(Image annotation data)
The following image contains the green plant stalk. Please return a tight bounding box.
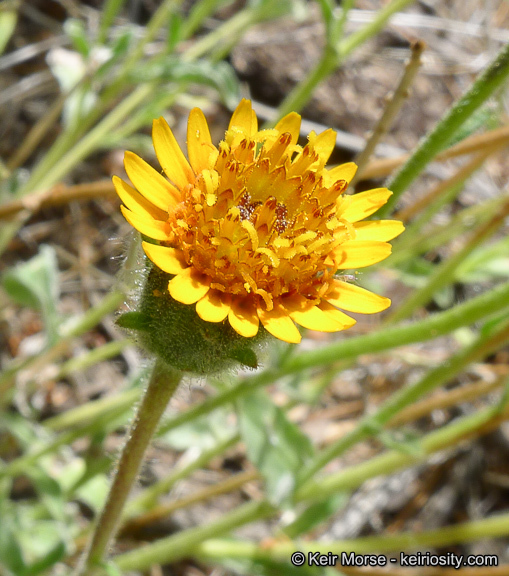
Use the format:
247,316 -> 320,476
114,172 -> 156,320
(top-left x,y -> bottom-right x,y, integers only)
390,196 -> 506,267
386,198 -> 509,323
101,388 -> 509,574
76,362 -> 182,576
377,44 -> 509,218
271,0 -> 413,124
298,321 -> 509,486
156,282 -> 509,434
195,513 -> 509,560
295,381 -> 509,500
122,434 -> 240,520
395,146 -> 502,238
281,282 -> 509,375
334,0 -> 355,40
120,471 -> 258,534
105,0 -> 182,92
104,500 -> 276,576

Given exercise:
Repeat the items word for word, from the start of the items through the line containing "101,388 -> 509,574", with both ends included. Omit the pictures from your answer.

Expected answer:
The following image contains the green plant stalk. Please return a tight bounding box.
Use the format:
247,316 -> 320,476
114,172 -> 156,320
(top-left x,y -> bottom-right x,y, integers only)
390,196 -> 506,267
386,198 -> 509,323
101,388 -> 509,574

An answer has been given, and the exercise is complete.